[Collected data entries]

(begin)

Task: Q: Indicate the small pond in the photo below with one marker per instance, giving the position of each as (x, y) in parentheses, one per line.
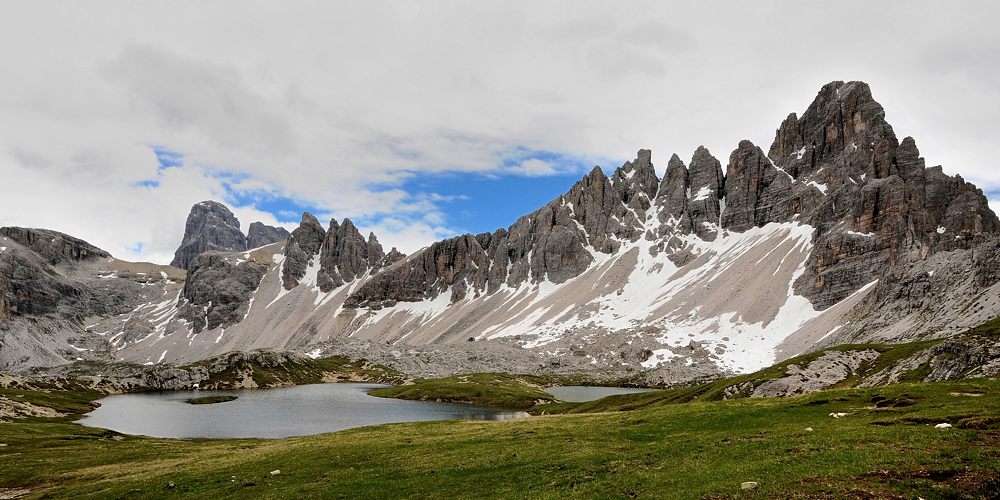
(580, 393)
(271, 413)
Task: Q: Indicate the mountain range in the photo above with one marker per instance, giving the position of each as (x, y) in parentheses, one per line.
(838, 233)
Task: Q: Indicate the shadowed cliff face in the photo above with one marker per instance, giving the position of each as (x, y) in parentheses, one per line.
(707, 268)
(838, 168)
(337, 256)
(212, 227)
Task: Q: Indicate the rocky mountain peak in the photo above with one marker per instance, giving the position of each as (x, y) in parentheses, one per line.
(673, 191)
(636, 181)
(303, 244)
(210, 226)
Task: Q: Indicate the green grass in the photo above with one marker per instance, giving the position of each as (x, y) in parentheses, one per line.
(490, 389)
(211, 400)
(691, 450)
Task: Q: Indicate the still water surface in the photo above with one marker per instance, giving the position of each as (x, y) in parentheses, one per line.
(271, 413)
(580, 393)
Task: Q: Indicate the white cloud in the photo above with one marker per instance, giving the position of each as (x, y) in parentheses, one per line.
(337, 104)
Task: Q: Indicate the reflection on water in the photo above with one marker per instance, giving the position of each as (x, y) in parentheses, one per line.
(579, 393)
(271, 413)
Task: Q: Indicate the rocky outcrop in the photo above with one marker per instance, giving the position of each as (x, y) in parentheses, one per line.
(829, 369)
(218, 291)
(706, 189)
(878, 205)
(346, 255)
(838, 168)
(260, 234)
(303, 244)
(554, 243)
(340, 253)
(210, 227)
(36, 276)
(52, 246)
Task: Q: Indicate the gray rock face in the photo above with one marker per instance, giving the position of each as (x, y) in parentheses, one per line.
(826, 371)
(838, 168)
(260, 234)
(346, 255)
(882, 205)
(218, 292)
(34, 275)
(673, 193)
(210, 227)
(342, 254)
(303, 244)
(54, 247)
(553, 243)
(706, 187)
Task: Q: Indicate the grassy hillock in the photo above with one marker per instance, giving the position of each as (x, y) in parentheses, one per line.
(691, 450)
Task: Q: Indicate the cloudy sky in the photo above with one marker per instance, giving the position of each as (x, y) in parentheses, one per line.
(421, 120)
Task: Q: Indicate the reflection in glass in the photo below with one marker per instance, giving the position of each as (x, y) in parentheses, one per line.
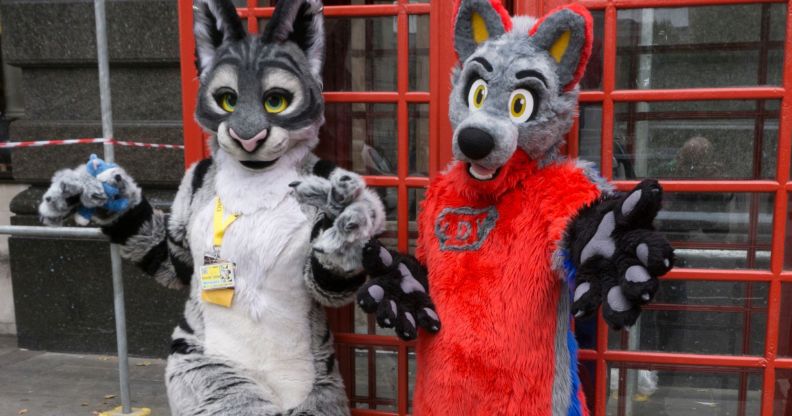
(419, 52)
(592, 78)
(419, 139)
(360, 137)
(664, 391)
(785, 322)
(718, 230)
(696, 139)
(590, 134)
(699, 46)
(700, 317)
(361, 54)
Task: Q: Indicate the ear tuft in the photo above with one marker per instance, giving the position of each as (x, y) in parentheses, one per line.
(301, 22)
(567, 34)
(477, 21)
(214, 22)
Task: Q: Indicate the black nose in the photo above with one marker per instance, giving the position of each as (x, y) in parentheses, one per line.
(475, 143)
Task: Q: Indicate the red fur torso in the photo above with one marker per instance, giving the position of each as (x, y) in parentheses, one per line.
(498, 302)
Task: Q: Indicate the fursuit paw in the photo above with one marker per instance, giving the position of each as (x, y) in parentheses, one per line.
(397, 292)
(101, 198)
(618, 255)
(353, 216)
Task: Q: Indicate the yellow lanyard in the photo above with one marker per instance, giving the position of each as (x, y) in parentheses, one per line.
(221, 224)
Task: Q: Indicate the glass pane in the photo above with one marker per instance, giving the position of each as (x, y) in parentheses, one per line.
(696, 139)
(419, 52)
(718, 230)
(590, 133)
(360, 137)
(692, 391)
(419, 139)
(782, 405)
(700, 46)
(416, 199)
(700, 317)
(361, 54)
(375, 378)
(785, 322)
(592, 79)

(end)

**BRIEF**
Starting with the line that contains "Task: Q: Indicate the fursuit", write out each line through the end of the listing, exactly as it appears, and include nothing else.

**EXERCISE RESULT**
Task: Q: Indicate the fursuit paw in the photo above with one marker per instance, giving the position of each as (x, y) in parentheses, one per line.
(397, 292)
(101, 198)
(618, 255)
(353, 216)
Task: Q: Indicate the yellow lanyard in the photo above with one marker per instance, giving the position of each as (x, y) in parentheses, one per line.
(221, 224)
Task: Q: Indicate the glass pane in the photo above with one marker per instance, giving the position of each as (x, y) in parentheses, one per line.
(696, 139)
(419, 52)
(718, 230)
(590, 133)
(360, 137)
(692, 391)
(419, 139)
(782, 405)
(700, 46)
(416, 199)
(700, 317)
(361, 54)
(375, 378)
(785, 322)
(592, 79)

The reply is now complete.